Excerpts from point annotation data
⁂

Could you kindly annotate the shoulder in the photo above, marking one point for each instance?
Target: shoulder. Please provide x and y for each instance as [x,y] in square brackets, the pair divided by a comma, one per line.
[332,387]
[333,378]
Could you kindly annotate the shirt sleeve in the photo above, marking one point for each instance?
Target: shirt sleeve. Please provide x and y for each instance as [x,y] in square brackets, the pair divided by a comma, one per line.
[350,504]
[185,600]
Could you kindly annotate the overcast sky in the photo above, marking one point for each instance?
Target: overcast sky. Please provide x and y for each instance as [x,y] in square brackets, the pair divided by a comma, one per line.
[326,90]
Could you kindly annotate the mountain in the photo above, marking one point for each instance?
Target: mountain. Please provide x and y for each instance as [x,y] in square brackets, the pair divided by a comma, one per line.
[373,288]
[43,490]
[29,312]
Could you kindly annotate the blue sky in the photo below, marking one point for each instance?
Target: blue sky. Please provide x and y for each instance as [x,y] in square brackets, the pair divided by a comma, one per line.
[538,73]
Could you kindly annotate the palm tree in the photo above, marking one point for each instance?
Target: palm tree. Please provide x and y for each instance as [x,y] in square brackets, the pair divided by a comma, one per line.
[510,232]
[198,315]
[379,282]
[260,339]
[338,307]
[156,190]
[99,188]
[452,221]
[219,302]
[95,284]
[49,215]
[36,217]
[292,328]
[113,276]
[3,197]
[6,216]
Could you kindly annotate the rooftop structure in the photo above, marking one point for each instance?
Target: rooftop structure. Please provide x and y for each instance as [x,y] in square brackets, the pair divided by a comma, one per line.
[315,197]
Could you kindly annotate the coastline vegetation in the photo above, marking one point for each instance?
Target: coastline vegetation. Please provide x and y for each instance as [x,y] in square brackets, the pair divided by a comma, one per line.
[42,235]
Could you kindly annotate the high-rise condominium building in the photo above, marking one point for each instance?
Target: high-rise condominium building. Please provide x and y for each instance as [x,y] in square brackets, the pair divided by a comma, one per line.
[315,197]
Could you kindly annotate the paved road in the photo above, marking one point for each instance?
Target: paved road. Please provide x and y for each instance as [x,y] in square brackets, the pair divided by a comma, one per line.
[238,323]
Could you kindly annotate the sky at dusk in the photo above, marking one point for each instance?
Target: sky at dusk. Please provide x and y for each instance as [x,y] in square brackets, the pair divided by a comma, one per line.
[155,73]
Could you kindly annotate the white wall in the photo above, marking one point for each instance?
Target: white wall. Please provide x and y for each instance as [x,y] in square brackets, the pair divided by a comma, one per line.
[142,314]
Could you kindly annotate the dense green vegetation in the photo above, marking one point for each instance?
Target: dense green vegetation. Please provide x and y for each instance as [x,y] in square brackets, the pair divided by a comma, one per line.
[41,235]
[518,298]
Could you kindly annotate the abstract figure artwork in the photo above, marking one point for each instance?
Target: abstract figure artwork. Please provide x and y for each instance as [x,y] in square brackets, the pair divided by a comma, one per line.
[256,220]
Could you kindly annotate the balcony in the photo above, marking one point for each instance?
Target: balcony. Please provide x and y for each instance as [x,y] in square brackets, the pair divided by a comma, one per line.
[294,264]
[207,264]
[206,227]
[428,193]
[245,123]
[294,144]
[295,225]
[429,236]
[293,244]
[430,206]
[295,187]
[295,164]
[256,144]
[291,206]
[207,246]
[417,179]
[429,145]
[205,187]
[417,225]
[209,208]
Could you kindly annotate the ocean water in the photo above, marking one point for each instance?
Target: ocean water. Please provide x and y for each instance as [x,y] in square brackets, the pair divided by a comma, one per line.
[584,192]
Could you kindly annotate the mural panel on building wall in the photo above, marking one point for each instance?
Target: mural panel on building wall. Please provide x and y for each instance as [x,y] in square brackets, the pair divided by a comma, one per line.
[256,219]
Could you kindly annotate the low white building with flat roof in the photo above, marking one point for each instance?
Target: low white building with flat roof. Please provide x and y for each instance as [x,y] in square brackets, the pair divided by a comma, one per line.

⁂

Write out each line of the data above again, exactly as given.

Could you kindly annotate the shoulder in the photo above, marking one point for each instance?
Target: shoulder. Please provide x and y for each instance as [x,y] in square brackets, the pair divided by a comma, one per line.
[332,387]
[333,378]
Could you kindly annotate the shirt sleeve in the photo above, marking one point for each instance?
Target: shirt sleeve. Please provide x and y for each instance as [x,y] in square brackets, the pair divided by a comma, one per line.
[350,504]
[185,600]
Could you kindly annotate the overcast sky in the photo above, marking one point for each instance?
Target: overcast sky. Please provide x and y for each instance as [x,y] in square brackets, the pair divided by a comma, one per line.
[326,90]
Could you kindly annotate the mountain in the photo above, marking one point for each instance?
Target: mountain. Please provide x and y for each instance as [x,y] in square brackets, the pair divided by a comma, one per line.
[373,288]
[43,490]
[29,312]
Could you kindly annotate the blue sky in the photo below, marking one point for each instance?
Target: blue sky. Please provide x and y for each instance as [x,y] in square brackets, the pair divided by a comma, one per line.
[538,73]
Could you kindly annotate the palm tree in the photo above, marking one point for each instance?
Target: palm tree. Please provide x and y for each instance as [x,y] in square brackets, the pair divided by a comma, one per line.
[510,232]
[198,315]
[379,282]
[260,339]
[338,307]
[156,190]
[99,188]
[452,221]
[219,302]
[95,284]
[49,215]
[36,217]
[292,328]
[113,276]
[3,197]
[6,216]
Could you kindly annotate the rooftop structure in the photo above, marking one point for each instance?
Target: rooftop structure. Please provide x and y for each instance as [x,y] in square brackets, the pair divided by a comma, one per line.
[315,197]
Could you kindly annotate the coastline vegetation in the photo above, marking one point for each instance?
Target: coastline vegetation. Please provide x and y for each instance as [x,y] in square brackets, the pair divided by a comma, one per line.
[42,235]
Could you kindly annotate the high-rise condominium building in the photo above, marking one point for each instance?
Target: high-rise condominium building. Please provide x and y for each instance as [x,y] in square brackets, the pair divided by a comma, one per line.
[315,197]
Could you kindly annotate the paved road in the photo above, marking one point for each instance?
Target: paved road. Please provide x and y for each instance as [x,y] in square brackets, the pair divided by a comma, one per line.
[238,323]
Could you kindly annotate the sky at dusk in the photo above, marking one point for each instance?
Target: sky at dusk. Please provide x and y for each instance as [x,y] in square brackets, the pair divided by a comma, one per line.
[155,73]
Could you kindly annotate the white wall in the photo above, marking one point for each instance?
Target: white wall. Please provide x and y for each instance as [x,y] in square brackets, the pair divided by a comma, one per line.
[142,314]
Could you kindly annotate the dense green vegetation in the photo above, marking one point for each instance?
Target: dense green vegetation. Please provide x and y for each instance as [x,y] in square brackets, the pair divided by a comma, one per line.
[41,235]
[518,298]
Could you kindly annotate the abstract figure artwork in the photo above, marking one point for each instance?
Target: abstract figure artwork. Please provide x and y for each instance as [x,y] in square brackets, the pair divided by a comma, one per line.
[256,220]
Could you kindly annotate the balcony in the photo above, marking one point for each instance?
Target: balcony. Please provide x and y for each instance as [x,y] in square brackets, the pair divided by a comma, one per line.
[294,264]
[207,264]
[206,227]
[428,193]
[245,123]
[294,144]
[295,225]
[429,236]
[293,244]
[430,206]
[295,187]
[295,164]
[256,144]
[291,206]
[207,246]
[417,179]
[429,145]
[205,187]
[417,225]
[209,208]
Could you kindly annotate the ocean water in the photo above, marking one point for each instance?
Target: ocean water. Please provide x and y for each instance as [x,y] in square brackets, the pair divided by a comma, one per line.
[584,192]
Could you kindly annotate the mural panel on building wall in the photo above, marking one point for each instance?
Target: mural panel on building wall. Please provide x and y for each instance as [x,y] in square brackets, the pair divided by a comma, one per line.
[256,219]
Could you kindly annotate the low white building with flat roof in the photo above, marking one point for each instance?
Target: low white building with flat roof. Please provide x and y for each instance as [x,y] in square brackets, the pair divided by a comma, one per line.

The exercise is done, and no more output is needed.